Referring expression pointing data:
----------

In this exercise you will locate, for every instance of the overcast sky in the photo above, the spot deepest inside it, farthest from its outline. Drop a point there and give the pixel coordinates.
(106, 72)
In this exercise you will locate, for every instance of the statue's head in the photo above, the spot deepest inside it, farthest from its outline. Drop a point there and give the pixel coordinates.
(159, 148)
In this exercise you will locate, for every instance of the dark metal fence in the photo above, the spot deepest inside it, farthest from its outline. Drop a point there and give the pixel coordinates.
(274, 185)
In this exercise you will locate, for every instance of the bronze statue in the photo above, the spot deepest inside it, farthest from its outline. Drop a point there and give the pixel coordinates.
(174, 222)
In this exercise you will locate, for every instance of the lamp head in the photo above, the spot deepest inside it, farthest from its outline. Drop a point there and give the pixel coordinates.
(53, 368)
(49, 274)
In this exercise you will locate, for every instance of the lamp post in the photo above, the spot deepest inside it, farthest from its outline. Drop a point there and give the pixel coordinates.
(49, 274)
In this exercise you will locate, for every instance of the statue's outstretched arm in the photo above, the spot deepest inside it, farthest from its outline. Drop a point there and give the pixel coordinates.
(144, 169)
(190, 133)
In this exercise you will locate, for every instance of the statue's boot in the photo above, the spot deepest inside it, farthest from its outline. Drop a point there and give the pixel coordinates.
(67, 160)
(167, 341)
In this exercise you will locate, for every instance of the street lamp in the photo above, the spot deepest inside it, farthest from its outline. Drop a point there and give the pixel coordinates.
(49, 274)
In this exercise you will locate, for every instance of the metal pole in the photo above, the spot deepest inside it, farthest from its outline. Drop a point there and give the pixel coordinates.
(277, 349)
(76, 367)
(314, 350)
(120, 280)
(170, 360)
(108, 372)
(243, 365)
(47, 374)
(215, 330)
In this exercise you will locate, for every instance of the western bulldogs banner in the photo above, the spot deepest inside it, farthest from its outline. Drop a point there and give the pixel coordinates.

----------

• PROBLEM TO WORK ON: What's needed is a word-for-word copy of the lines from the one holding "of the metal" through the final line of the data.

• EXERCISE ANSWER:
In this exercise you will locate, for every instance of the metal pole in the photo above, the spot deepest inside it, farthest from its outline. Drop a point there and give the pixel coordinates.
(277, 349)
(76, 367)
(314, 350)
(120, 280)
(170, 360)
(108, 372)
(243, 365)
(47, 374)
(215, 330)
In this exercise you will locate, for every instance of the western bulldogs banner in the photo above, the spot deepest inside it, farthest from its outline. Drop a point there and give the pixel coordinates.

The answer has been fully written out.